Saved entries:
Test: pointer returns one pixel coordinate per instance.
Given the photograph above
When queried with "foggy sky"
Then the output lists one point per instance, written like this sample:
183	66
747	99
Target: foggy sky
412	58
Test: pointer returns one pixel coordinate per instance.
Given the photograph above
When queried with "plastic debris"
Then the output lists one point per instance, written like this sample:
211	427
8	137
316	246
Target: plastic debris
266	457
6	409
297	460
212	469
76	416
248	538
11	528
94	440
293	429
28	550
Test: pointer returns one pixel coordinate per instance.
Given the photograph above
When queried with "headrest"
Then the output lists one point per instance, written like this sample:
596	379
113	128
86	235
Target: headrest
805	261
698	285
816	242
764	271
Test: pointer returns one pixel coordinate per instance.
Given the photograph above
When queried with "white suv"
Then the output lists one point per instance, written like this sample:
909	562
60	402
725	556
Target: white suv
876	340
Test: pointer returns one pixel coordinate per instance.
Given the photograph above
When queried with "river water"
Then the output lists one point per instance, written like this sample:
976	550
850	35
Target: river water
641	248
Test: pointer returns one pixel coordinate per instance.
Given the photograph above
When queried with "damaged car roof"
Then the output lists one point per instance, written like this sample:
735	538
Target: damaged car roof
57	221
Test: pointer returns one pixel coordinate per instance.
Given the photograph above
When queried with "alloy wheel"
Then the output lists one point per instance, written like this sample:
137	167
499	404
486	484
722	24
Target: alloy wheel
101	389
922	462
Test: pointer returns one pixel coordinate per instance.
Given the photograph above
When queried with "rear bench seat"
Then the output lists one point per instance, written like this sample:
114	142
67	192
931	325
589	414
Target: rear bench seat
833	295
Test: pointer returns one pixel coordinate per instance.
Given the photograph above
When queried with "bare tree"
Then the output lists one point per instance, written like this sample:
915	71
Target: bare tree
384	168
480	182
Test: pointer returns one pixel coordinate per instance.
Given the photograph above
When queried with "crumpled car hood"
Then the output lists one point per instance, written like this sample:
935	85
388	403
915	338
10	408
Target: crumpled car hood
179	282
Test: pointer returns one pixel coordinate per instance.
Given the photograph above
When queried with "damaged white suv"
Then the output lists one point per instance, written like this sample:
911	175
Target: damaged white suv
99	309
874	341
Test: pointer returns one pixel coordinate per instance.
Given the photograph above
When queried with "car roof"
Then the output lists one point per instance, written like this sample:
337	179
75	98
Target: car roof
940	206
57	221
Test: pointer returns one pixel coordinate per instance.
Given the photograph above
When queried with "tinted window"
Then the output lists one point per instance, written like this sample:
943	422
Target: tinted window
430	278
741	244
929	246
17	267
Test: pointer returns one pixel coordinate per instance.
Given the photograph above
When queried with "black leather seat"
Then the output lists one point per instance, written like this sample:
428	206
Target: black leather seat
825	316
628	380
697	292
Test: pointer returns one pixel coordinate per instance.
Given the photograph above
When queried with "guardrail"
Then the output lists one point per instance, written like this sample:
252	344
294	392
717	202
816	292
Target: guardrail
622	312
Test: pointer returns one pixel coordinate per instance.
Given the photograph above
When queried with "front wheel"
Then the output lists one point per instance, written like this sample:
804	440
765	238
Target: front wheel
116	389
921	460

Assignment :: Every entry should be output again exactly as written.

Written response ::
Test: pointer returns one pixel coordinate per instance.
Given the photograph above
When queried with "foggy sky"
Then the output lists one point per instance, written like this sample:
183	66
747	99
Target: foggy sky
412	58
Test: pointer returns one pixel coordinate per instance.
Given the photograph above
When queried with "plastic debris"
Then the output lists one point per instance, written like this sample:
211	427
8	137
316	246
Target: plastic debris
266	457
6	409
297	460
212	469
76	416
248	538
11	528
94	440
293	429
28	550
Test: pointer returns one pixel coordinate per instance.
Given the photograph above
When queried with "headrest"
Then the output lists one point per instance, written like this sample:
596	379
113	128
86	235
Target: headrest
805	261
698	285
816	242
764	271
Test: pointer returns one pixel coordinate per instance.
Given the photograph above
When queried with "white suv"
Then the output lists one point per instance, written like this sample:
909	562
60	402
725	556
Target: white suv
876	340
Test: pointer returns one pixel coordinate per instance.
Given the photograph above
When queried with "river water"
Then the output lists one point per instance, written like this sample:
976	550
850	35
Target: river water
641	248
Test: pointer returns one pixel coordinate per instance.
Given the photograph above
When queried with "damaged car roof"
Then the output lists one point per instance, written like this sample:
735	538
Target: damaged car roof
57	221
Test: pointer returns one pixel coordinate per instance.
Given the photograph above
When queried with "alloy wheel"
Then the output lists one point per instance, written like this sample:
137	167
499	404
486	484
722	24
Target: alloy wheel
101	389
922	462
Test: pointer returns one pixel coordinate per instance.
Given the photograph above
When queried with "rear bench seat"
Then the output lists one point per instance, written like this sample:
114	142
67	192
931	325
589	414
Target: rear bench seat
833	295
Test: pointer returns one pixel coordinate per instance.
Given the photograph above
When queried with "bare tree"
Then the output lists one point per instance, written like this sample:
915	71
Target: bare tree
384	168
480	182
Test: pointer returns one pixel coordinate per instance.
Given the photograph above
When queried with "crumpled car hood"
Then the output lists one point per instance, written like this sample:
935	85
388	403
915	338
10	408
Target: crumpled car hood
179	282
Test: pointer returns one pixel coordinate per instance.
Given the photograph above
When queried with "damaged white suv"
Then the output lists one point per instance, written like this sample:
911	175
Target: damaged white suv
99	309
874	341
Test: pointer returns one pixel coordinate per instance.
Given the photograph above
When queried with "car roof"
Then the output lists one point per instance, written like this sample:
337	179
75	98
Target: car roof
940	206
57	221
Test: pointer returns one pixel coordinate per instance.
Given the photograph above
When queried with "tinted window"
Then the output lists one point per instance, written like this sample:
943	422
Target: tinted window
430	278
741	244
929	246
17	267
Test: pointer returns one pixel coordinate per instance.
Given the photograph above
When queried with "black leather seat"
Then the output lists one point per instance, written like this sample:
428	206
Target: black leather seat
825	316
628	380
697	292
Test: pointer returns one pixel coordinate per instance.
Given the photograph above
When queried with "guardrail"
Then the output lists one point per instance, written like this sample:
252	344
294	392
717	202
816	292
Target: guardrail
622	312
Test: pointer returns one pixel coordinate per instance.
Given the photograph above
When queried with "front wheel"
Then the output lists one point per instance, written like this sample:
804	440
765	238
Target: front wheel
116	389
921	460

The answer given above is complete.